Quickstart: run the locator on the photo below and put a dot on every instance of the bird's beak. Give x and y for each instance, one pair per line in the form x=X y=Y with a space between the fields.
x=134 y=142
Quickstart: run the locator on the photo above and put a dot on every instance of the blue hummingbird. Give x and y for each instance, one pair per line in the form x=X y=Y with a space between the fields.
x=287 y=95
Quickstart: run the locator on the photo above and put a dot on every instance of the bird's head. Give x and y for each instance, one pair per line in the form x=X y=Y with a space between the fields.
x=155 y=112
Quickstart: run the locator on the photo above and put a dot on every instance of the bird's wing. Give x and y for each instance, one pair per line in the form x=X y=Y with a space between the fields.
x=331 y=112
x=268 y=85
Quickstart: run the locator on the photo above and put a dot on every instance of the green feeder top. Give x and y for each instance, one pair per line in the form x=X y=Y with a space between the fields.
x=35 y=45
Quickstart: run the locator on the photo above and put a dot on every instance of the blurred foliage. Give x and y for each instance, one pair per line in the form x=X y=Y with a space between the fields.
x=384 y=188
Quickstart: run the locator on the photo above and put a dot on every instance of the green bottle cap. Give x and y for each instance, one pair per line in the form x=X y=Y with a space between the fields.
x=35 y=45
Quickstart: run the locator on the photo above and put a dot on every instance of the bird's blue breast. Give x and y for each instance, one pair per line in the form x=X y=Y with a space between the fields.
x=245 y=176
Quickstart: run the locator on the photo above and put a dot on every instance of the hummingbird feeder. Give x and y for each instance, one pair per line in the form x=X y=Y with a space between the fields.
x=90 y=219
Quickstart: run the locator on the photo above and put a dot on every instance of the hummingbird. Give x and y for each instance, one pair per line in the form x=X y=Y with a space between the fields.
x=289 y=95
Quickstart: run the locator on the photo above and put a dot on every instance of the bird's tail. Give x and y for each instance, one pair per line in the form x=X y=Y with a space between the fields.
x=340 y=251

### Task prompt
Produce a verbatim transcription of the entries above.

### Task solution
Quickstart: run the locator on the photo below and put a dot on every instance of the bird's beak. Give x and y for each instance, one pair per line in the form x=X y=Y with a space between the fields.
x=134 y=142
Quickstart: run the locator on the photo above and put a dot on every instance of the blue hummingbird. Give x and y for each instance, one pair per line in the form x=X y=Y with a space between the fields.
x=287 y=95
Quickstart: run the locator on the photo above and put a dot on every instance of the bird's head. Give x and y for each instance, one pair per line in the form x=X y=Y with a space between the fields.
x=155 y=112
Quickstart: run the locator on the photo above and put a dot on every instance of the bird's wing. Give x and y for each instance, one pair per line in the form x=X y=Y with a space between the fields.
x=331 y=112
x=268 y=85
Quickstart: run the locator on the photo above and put a dot on every instance of the green feeder top. Give x and y for each instance, one pair per line in the form x=X y=Y with a space between the fields.
x=35 y=45
Quickstart: run the locator on the photo above and put a dot on every instance of the blurred foliage. Give x and y for each instance, one pair per line in the form x=X y=Y with a space between the fields.
x=384 y=188
Quickstart: run the locator on the photo above and put a dot on every instance of the green bottle cap. Give x and y for each instance, one pair per line in the form x=X y=Y with a space between the fields.
x=35 y=45
Quickstart: run the locator on the photo above and put a dot on every instance of the bird's blue breast. Give x and y for each instance, one pair per line in the form x=X y=Y with a space between the fields.
x=245 y=176
Quickstart: run the locator on the photo above and put a dot on every instance of the hummingbird feeder. Give x and y for each instance, one pair per line in the form x=X y=Y with a space between the fields.
x=90 y=219
Quickstart: run the locator on the photo above and put a dot on every instance of the hummingbird. Give x and y for each instance, one pair per line in the form x=X y=Y with a space between the fields.
x=289 y=95
Quickstart: run the locator on the photo above and put a dot on every instance of the bird's tail. Give x and y for each instance, one pair per line in the form x=X y=Y with a space between the fields.
x=340 y=251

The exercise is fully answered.